[TASK DETAILS] Count the lines in the entries below that contain the string "cloud". Reply with the number alone.
--- BEGIN ---
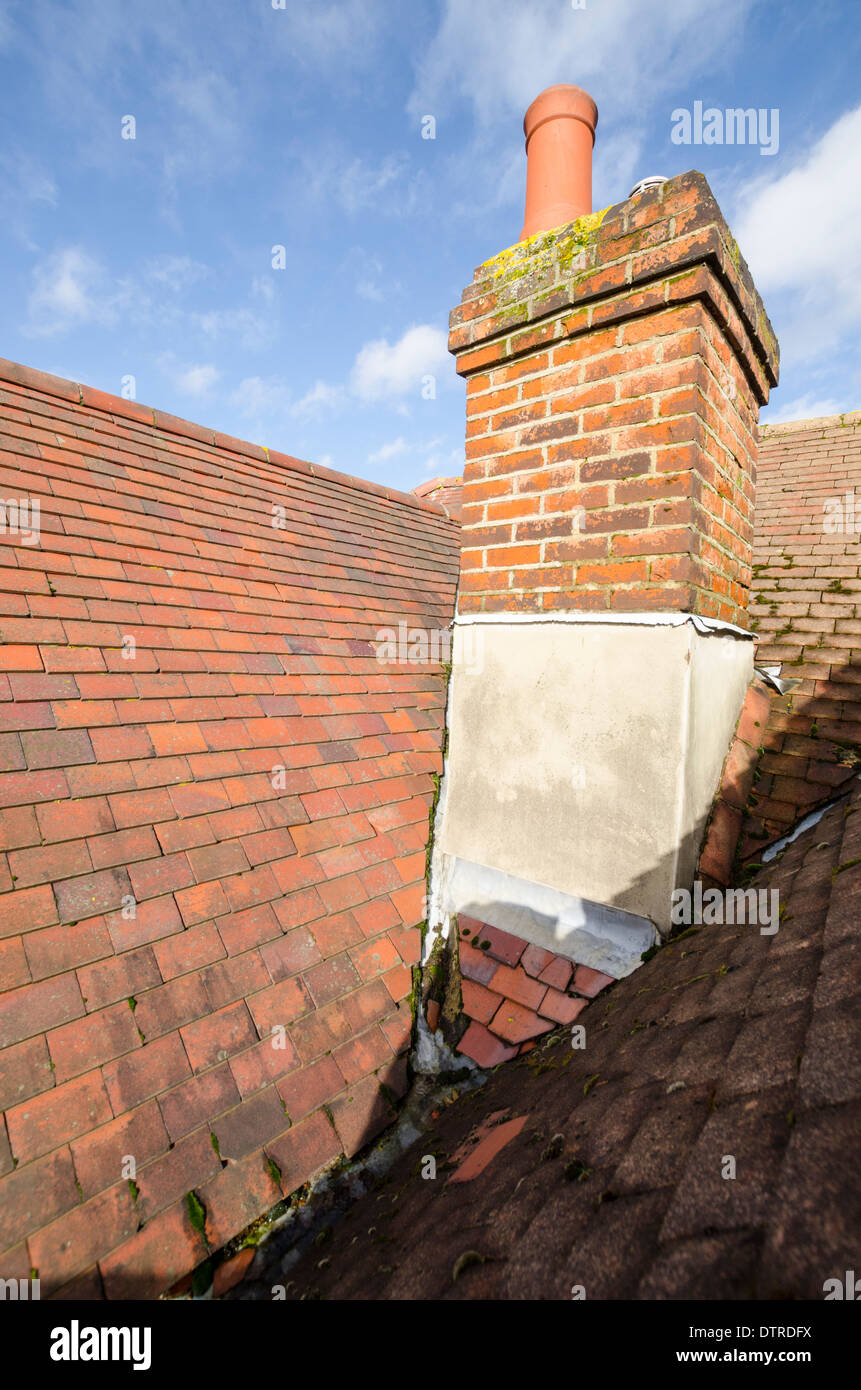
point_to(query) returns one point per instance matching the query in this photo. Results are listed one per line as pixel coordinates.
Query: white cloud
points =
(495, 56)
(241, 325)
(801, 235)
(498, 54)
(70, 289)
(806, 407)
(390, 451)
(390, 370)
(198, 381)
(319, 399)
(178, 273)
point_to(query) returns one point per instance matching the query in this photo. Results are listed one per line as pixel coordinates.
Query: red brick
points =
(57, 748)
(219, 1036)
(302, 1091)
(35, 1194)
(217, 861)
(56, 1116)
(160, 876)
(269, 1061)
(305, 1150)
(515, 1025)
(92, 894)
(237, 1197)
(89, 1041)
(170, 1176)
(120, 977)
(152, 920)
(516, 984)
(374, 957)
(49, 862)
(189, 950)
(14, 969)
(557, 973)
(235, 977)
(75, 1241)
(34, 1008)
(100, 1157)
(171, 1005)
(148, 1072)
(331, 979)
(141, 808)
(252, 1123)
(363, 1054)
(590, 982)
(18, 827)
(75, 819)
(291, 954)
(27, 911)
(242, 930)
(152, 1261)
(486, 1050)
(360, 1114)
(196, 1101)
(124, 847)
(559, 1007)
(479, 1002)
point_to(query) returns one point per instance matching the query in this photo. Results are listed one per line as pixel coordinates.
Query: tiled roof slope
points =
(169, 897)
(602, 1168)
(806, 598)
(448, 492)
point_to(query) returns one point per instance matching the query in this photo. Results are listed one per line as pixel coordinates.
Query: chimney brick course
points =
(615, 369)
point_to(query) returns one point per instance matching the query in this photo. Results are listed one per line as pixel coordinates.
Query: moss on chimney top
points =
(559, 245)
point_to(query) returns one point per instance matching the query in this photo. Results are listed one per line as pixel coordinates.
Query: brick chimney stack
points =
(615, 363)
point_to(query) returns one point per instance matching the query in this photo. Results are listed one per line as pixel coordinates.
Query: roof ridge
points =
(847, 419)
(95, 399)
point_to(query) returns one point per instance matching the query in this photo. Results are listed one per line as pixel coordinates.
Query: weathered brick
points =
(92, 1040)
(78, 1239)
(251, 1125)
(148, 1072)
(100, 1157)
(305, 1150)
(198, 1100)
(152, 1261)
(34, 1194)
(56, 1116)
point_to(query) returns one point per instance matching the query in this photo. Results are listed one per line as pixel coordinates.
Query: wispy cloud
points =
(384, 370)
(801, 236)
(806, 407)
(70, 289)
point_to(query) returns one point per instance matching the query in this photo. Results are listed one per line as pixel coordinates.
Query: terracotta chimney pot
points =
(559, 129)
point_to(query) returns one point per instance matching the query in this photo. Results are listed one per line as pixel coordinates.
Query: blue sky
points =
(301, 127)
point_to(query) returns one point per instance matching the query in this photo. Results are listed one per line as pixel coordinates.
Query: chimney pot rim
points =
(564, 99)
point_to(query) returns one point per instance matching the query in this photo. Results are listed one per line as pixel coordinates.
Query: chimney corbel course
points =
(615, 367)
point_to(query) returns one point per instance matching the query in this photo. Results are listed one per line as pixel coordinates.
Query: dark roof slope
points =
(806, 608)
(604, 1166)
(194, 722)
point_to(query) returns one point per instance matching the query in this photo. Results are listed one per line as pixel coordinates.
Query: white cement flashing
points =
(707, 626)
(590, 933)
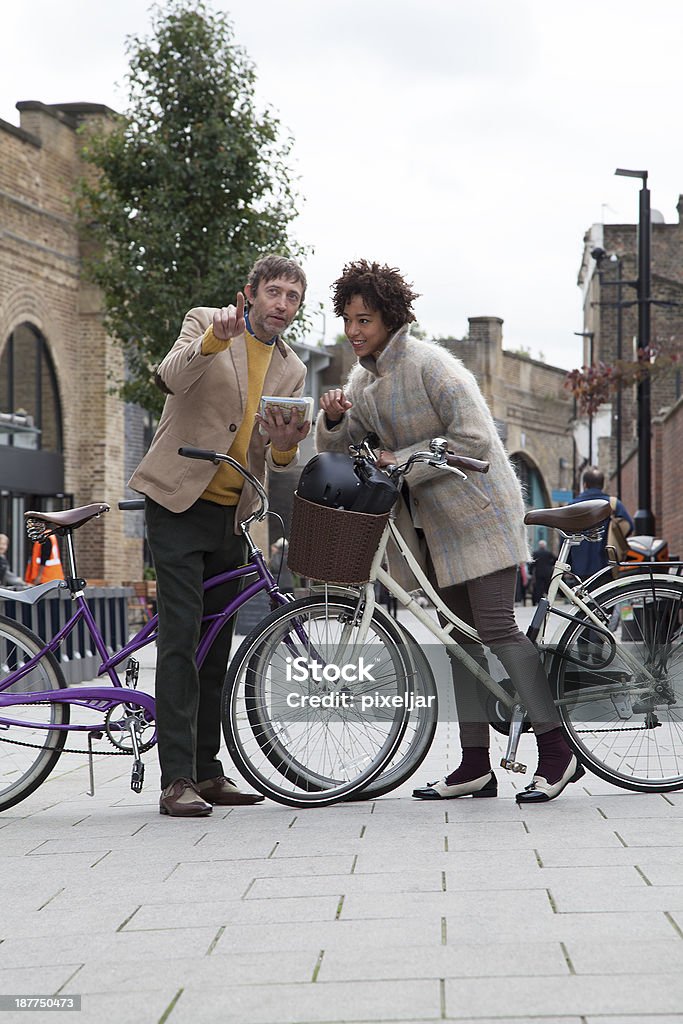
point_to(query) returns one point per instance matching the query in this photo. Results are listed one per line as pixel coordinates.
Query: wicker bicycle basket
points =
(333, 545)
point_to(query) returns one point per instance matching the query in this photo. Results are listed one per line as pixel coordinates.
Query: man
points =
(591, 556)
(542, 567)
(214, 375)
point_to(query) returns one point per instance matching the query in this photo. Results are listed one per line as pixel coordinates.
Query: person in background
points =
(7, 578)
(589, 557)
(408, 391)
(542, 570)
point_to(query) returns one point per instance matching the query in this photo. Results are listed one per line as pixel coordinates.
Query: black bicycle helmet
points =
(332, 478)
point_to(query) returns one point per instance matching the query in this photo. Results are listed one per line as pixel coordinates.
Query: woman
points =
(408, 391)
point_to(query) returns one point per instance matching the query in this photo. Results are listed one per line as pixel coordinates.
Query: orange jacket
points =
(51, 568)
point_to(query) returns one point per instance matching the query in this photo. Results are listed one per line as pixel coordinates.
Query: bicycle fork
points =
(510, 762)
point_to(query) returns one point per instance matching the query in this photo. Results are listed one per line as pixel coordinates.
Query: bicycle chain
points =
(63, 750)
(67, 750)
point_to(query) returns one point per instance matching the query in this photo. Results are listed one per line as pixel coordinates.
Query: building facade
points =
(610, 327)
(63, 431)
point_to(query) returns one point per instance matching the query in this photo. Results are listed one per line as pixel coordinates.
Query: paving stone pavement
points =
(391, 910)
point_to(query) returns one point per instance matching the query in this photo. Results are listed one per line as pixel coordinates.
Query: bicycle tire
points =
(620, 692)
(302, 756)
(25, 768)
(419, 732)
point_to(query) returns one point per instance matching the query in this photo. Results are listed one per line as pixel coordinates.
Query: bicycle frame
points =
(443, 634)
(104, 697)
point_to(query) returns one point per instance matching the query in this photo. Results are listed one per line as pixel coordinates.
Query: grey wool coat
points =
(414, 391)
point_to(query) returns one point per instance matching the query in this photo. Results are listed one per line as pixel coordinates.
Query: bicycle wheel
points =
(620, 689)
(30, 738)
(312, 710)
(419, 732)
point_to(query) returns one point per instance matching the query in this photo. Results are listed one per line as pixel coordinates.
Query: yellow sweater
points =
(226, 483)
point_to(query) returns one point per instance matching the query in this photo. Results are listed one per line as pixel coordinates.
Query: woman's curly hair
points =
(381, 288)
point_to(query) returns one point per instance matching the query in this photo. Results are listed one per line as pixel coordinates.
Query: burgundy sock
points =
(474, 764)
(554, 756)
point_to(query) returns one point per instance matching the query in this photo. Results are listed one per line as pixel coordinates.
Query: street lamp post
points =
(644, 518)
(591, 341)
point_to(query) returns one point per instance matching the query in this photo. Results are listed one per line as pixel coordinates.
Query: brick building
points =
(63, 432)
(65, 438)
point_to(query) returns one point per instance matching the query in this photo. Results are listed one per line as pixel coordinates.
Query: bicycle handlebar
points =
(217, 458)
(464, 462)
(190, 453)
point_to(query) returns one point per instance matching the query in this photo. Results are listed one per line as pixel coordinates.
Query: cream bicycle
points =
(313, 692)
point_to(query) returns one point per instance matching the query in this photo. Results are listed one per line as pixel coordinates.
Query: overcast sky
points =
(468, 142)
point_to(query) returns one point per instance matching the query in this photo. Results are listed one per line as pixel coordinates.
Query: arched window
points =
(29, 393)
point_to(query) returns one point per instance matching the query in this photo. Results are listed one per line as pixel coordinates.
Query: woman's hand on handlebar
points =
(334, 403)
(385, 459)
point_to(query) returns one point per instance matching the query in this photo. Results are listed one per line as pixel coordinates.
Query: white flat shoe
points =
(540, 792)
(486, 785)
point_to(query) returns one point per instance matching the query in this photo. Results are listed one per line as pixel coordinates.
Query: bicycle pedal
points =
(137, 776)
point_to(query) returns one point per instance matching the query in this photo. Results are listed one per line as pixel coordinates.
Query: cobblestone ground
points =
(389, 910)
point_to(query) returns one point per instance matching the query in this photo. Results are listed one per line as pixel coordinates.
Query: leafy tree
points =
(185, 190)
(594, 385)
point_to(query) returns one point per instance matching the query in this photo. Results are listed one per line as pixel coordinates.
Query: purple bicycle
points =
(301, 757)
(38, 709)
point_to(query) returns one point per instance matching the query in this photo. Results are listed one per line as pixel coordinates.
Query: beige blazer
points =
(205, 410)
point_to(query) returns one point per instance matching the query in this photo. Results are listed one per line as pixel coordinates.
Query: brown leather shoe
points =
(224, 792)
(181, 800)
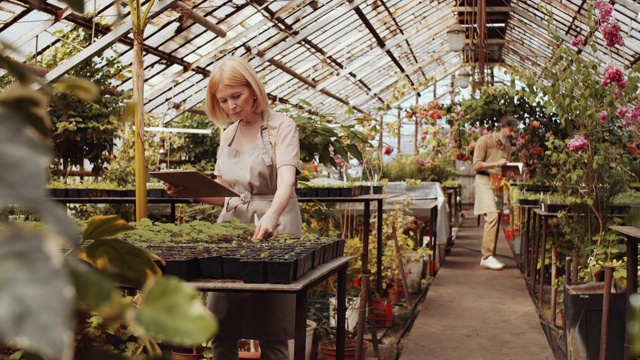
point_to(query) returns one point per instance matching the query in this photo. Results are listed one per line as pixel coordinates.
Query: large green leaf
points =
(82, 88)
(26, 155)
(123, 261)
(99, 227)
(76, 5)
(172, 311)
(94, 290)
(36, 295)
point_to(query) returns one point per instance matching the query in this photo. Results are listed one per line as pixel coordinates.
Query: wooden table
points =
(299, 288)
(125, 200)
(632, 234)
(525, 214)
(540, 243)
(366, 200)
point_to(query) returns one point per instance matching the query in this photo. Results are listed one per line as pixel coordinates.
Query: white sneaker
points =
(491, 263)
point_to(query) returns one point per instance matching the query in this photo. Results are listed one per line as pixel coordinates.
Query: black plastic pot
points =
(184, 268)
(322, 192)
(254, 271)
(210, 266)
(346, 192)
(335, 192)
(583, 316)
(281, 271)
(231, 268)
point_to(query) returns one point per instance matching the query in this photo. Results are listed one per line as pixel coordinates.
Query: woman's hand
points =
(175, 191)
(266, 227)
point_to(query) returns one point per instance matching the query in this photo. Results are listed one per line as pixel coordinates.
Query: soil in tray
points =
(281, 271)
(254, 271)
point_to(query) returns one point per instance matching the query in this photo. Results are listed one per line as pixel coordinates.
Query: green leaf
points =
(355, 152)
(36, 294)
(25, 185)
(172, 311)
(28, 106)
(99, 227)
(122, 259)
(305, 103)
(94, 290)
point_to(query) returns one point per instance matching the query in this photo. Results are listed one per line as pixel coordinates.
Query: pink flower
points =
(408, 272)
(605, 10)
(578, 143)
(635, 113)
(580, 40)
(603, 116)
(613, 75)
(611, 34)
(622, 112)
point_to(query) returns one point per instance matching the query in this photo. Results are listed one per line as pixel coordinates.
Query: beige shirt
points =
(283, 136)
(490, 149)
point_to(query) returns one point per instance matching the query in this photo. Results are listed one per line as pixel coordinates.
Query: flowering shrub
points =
--- END ---
[FULL SOLUTION] 2